It was never a question of can we build it, Machowski recalls. That was a given. The question was, where to get the wood. Live oak was critical to the strength of the hull, and live oak was a protected tree, wood that was tough to come by.
One Friday, Machowski turned back up after a few weeks working offshore and two scavenged live oak trunks sat in the boatyard, courtesy of regular Charlie Sneed. The next question was, where do we get more?
The other question that never really came up was, can we afford this? The boat would get built if it came down to a few guys working weekends. But keeping her sailing would be another question. Tall ships are replicas of historic vessels, requiring period piece equipment and tons of elbow grease.
The rule of thumb is $1 million per year, that’s what you spend just to maintain the craft. That’s where most efforts fall apart and that’s why too many tall ships today float mostly at moorings, disused and weathered, little more than tourist eye candy. Everybody at Bayne’s boatyard knew that; nobody doubted they could pull it off anyhow.
The ceremonial keel was laid in 2001 and people came out of the woodwork to help. Bullock, himself a boatwright doing restoration work downtown on a church bell tower, saw the huge keel in the Ansonborough field and gravitated to it. He would grab sushi and an orange juice for lunch, go sit by the keel and run his eyes over it while he ate.
“I thought, wow,” he said. “That’s going to be a ship. Where is it going?” When the restoration job was done, he walked up to Bayne and told him, “Give me a job. I want to build the Spirit of South Carolina.”
★ ★ ★ ★
**Given instruction 1:** In the records, change "pixel pair" to "coordinate pair" in the part that opens with the line containing "The service SHOULD place a point on the cable, one" and runs through the end of the records. Give only those lines, with nothing else altered.
The records have no connection to the boatbuilding passage above.
★ ★ ★ ★
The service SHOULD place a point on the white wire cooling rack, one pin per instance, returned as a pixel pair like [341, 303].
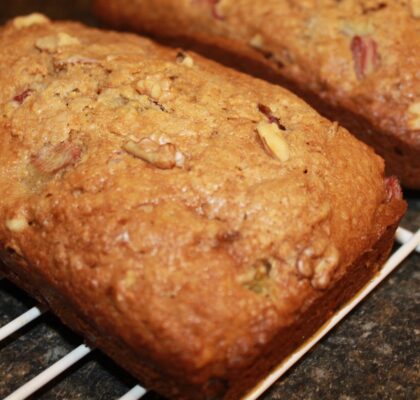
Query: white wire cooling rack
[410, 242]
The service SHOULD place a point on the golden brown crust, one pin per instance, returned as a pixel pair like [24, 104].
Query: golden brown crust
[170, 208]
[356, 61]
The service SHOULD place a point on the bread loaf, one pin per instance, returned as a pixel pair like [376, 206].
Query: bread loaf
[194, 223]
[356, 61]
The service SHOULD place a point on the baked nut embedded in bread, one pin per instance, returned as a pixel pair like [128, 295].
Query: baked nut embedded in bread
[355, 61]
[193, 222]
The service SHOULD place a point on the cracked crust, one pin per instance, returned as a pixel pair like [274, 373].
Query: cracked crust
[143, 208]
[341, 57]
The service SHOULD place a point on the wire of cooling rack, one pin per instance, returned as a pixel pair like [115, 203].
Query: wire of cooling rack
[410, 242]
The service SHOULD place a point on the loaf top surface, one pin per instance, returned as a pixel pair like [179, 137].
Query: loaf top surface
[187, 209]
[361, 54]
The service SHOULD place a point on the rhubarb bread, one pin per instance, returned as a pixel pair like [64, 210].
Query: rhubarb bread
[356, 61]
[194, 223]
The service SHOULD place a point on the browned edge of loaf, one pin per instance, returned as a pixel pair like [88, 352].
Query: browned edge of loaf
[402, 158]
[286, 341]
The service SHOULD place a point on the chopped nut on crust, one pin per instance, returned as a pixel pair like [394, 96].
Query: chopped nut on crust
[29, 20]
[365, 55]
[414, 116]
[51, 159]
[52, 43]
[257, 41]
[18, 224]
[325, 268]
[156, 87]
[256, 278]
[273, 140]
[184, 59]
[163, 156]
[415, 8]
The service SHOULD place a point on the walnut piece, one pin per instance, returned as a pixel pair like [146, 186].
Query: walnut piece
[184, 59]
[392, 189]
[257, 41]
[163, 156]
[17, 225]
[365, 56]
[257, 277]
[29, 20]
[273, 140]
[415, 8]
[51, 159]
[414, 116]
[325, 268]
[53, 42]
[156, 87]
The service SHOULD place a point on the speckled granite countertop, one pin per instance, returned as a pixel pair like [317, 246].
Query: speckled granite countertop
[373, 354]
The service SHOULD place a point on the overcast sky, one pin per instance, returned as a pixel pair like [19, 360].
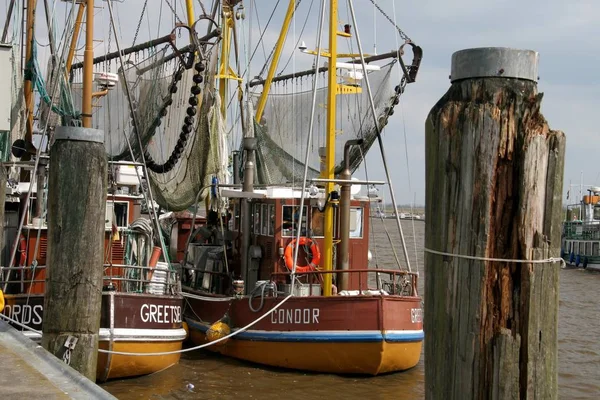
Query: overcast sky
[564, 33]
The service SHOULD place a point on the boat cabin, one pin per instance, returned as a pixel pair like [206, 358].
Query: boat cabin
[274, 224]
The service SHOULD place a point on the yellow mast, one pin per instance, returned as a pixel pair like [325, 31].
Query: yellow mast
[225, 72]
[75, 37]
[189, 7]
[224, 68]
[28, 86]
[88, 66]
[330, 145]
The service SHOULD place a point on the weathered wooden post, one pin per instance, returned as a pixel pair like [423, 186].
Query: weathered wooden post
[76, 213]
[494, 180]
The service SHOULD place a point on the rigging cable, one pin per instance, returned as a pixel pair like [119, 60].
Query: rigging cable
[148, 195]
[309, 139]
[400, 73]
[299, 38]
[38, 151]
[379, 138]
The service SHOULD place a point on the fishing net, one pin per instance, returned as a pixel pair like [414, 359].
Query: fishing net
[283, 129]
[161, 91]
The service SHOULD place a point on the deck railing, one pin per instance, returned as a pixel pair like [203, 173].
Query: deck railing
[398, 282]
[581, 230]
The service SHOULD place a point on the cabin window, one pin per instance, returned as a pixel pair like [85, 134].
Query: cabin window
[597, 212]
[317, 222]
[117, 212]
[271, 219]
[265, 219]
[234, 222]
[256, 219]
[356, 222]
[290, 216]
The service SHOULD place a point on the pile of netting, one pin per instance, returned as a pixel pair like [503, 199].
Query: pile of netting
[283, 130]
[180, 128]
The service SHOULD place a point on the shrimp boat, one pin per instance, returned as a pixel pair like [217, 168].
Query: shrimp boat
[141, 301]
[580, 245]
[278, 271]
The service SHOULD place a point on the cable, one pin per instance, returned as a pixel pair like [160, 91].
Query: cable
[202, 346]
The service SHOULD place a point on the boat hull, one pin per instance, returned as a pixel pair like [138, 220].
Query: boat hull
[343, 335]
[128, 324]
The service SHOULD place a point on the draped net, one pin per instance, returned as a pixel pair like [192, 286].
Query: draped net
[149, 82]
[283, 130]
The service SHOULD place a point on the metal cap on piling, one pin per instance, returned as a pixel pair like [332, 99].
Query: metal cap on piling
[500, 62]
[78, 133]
★ ★ ★ ★
**Given instruction 2:**
Answer these questions from the boatbuilding passage.
(a) In what year was the ceremonial keel laid?
(b) What yearly sum does the rule of thumb give for maintaining a tall ship?
(c) Who provided the two scavenged live oak trunks?

**Task answer 1:**
The service SHOULD place a point on the cable, one pin per instance, returned as a coordinate pair like [160, 91].
Query: cable
[202, 346]
The service SHOULD place a point on the boat hull, one pin per instance, returned as a coordinate pair like [138, 220].
Query: boat hull
[343, 335]
[128, 324]
The service SHOULD place a point on the draped net, one pin per instance, returned as a coordinate pair like [192, 286].
Query: draped net
[149, 82]
[283, 130]
The service SHOULD place a point on the metal cap on piling, one pin per instance, returned as a coordinate pair like [332, 99].
Query: metal cap on piling
[500, 62]
[78, 133]

**Task answer 2:**
(a) 2001
(b) $1 million per year
(c) Charlie Sneed